(Dataset records)
--------------------

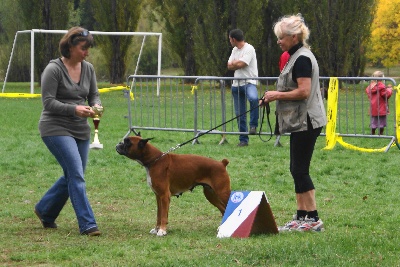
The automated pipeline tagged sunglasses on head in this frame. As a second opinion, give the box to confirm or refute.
[72,30,89,41]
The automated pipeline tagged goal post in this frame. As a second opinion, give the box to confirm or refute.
[2,29,162,94]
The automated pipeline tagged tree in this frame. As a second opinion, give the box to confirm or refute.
[144,0,376,78]
[0,0,27,81]
[87,0,142,84]
[296,0,375,76]
[367,0,400,68]
[16,0,72,83]
[193,0,232,76]
[148,0,198,77]
[256,0,295,77]
[79,0,96,31]
[149,0,270,77]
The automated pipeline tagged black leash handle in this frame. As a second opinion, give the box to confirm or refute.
[258,103,273,142]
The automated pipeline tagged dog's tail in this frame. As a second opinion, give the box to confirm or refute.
[221,159,229,167]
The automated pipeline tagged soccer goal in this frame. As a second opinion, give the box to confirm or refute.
[2,29,162,94]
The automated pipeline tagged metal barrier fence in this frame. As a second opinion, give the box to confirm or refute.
[123,75,397,150]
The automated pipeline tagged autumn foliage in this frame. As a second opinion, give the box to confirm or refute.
[367,0,400,67]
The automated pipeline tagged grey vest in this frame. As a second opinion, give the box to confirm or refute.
[276,47,326,134]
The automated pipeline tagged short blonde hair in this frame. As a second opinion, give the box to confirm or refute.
[273,14,310,49]
[371,70,384,78]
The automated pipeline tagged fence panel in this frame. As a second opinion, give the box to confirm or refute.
[124,75,397,150]
[321,77,396,137]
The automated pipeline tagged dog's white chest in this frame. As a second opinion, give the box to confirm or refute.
[135,160,154,190]
[145,167,153,188]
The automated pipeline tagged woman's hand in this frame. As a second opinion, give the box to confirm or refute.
[260,77,311,105]
[260,91,280,105]
[75,105,94,118]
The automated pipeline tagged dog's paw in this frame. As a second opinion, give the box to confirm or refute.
[149,227,167,236]
[156,229,167,236]
[149,228,158,235]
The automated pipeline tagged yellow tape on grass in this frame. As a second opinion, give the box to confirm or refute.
[0,93,41,98]
[324,77,396,152]
[0,85,127,99]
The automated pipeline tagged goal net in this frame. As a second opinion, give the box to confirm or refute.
[2,29,162,94]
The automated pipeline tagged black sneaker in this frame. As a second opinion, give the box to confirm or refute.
[34,209,57,229]
[249,127,257,135]
[82,227,101,236]
[237,141,248,147]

--------------------

Exercise details:
Copy the data above word for word. Pictures stay out.

Solution for this exercise:
The automated pipeline tagged sunglasses on head in this frame. As a second opinion, give the box to confirm or refute.
[72,30,89,41]
The automated pipeline tagged goal post in this frame. As a second opinion, give the box to confirm or refute.
[2,29,162,94]
The automated pipeline tagged tree in this frame. As a second opinion, give the box to confirm or refute.
[144,0,376,78]
[0,0,27,81]
[87,0,142,84]
[296,0,375,76]
[367,0,400,68]
[16,0,72,83]
[193,0,232,76]
[148,0,198,77]
[256,0,295,77]
[79,0,96,31]
[149,0,270,77]
The automated pipeline tagged black leash handle in this frame. As a second opinion, give the box to confirm or refute.
[258,103,273,142]
The automated pipeline tagged dog's tail in this frame. As a second opinion, give the box to confirm or refute.
[221,159,229,167]
The automated pipeline tagged soccer goal in this frame. As a second opinion, give the box to confirm or refute.
[2,29,162,94]
The automated pipeline tagged metal barrier fence in this frame. As a second opinion, give the box to confirm or refute.
[123,75,397,150]
The automated pipeline tagged autumn foliage in this frame. As a second opinion, give the box to confirm or refute.
[367,0,400,67]
The automated pipeline tagged grey vest in this frame. As a second opinion, give the box to confirm or refute.
[276,47,326,134]
The automated pipeline tagged short blonde hair in this frame. As a second opinion, give the box to confirm or refute.
[273,14,310,49]
[371,70,384,78]
The automated pipeline tagged fence panel in this frame. As a second opinion, give the box to confirm or refute.
[124,75,397,150]
[321,77,396,137]
The automated pipeline tagged dog's white chest in this frame. As a second opinion, give the box to confirm or refute.
[135,160,154,190]
[145,167,153,188]
The automated pipeline tagged woman's hand in this frame. As a second opinion, give the box to confirm or refute.
[260,77,311,105]
[260,91,280,105]
[75,105,94,118]
The automated pipeline tagged dog's paw in this frame. As a second opinion, give the box to confirm or refute.
[149,227,167,236]
[156,229,167,236]
[149,228,158,235]
The automated pipeline tagged yellow tape on grass in this frame. As a second opinion, give the box to confirm or refute.
[0,93,41,98]
[324,77,396,152]
[0,85,127,99]
The automated pipeline tagged goal net in this frame. As a second opinion, give the box to confirm or refute.
[2,29,162,94]
The automated pipeline tagged black sneaker in this frame. As a second opinion, give the box to confirm or refute.
[34,209,57,229]
[249,127,257,135]
[82,227,101,236]
[237,141,248,147]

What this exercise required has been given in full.